■ Texto de origem ■
Com o PSD foi diferente. O PSD defende tradicionalmente posições sociais conservadoras e tolera tradicionalmente posições individuais divergentes, concedendo habitualmente aos deputados liberdade de voto quando são votadas causas fracturantes. E assim foi na votação dos projectos da despenalização da eutanásia. Só que, ao contrário do que aconteceu no PS, o presidente do PSD defendeu previamente, e de modo um tanto ou quanto histriónico, a posição oposta à mais comum no partido e respectivo eleitorado, a despenalização da eutanásia, primeiro declarando que é um imperativo do Estado despenalizar a eutanásia, posteriormente lamentando hipotéticas pressões dos detractores da despenalização sobre os seus defensores. Já figuras de referência para os eleitores e militantes do PSD, ou para ser mais assertivo, as duas maiores figuras de referência actuais que são Aníbal Cavaco Silva, que é conservador, e Pedro Passos Coelho, que não é, manifestaram publicamente a sua oposição aos projectos. À destreza que tem distinguido o primeiro-ministro a gerir equilíbrios entre interesses divergentes, o presidente do PSD tem contraposto a mais completa inépcia a fazê-lo. É a vida.
E os deputados do PSD votaram esmagadoramente contra os quatro projectos, tendo apenas dois votado todos favoravelmente, mais dois o do PS, e um cada os do BE, do PEV e do PAN, assim como dois que se abstiveram em todos. Divergiram do chefe para se alinharem com as figuras de referência do eleitorado e dos militantes do partido.
O fiel da balança foi, pois, constituído pelos dissidentes dos dois maiores grupos parlamentares e determinou a rejeição dos quatro projectos.

■ Excertos de dados ■
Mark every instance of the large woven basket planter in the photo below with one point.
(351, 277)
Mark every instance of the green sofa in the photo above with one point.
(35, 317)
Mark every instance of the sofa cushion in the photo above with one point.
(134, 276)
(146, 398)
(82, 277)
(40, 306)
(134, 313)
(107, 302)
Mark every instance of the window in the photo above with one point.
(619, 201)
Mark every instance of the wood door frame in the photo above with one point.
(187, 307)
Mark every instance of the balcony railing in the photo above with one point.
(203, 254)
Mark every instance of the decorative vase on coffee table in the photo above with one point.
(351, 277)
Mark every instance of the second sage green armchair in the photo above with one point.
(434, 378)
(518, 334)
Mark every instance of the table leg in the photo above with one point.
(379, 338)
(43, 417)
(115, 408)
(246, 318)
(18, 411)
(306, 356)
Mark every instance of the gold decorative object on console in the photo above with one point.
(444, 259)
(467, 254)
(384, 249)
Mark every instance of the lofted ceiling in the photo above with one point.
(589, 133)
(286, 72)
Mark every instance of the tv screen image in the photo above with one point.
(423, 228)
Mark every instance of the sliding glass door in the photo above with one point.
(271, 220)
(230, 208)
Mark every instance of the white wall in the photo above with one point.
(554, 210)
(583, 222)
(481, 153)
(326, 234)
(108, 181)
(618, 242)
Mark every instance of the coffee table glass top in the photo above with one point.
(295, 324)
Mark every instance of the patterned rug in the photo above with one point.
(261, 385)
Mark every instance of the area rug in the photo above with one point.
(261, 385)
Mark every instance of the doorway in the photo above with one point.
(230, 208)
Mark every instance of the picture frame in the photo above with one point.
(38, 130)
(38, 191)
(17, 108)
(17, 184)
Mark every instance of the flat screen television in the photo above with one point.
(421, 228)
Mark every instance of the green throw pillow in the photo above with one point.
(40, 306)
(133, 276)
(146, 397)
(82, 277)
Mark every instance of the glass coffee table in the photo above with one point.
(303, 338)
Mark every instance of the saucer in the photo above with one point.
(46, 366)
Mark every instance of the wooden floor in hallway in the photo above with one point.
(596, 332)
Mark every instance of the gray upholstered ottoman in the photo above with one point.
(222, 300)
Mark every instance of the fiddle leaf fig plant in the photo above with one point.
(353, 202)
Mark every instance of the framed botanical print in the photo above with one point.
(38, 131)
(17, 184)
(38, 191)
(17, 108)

■ Descrição do problema ■
Responda, com base no texto sobre a votação da despenalização da eutanásia:
(a) Que duas figuras de referência do PSD manifestaram publicamente a sua oposição aos projectos?
(b) Quantos deputados do PSD votaram favoravelmente todos os quatro projectos?
(c) Que resultado teve a votação dos quatro projectos?

■ Tarefa concluída ■
(a) Aníbal Cavaco Silva e Pedro Passos Coelho.
(b) Dois.
(c) Os quatro projectos foram rejeitados.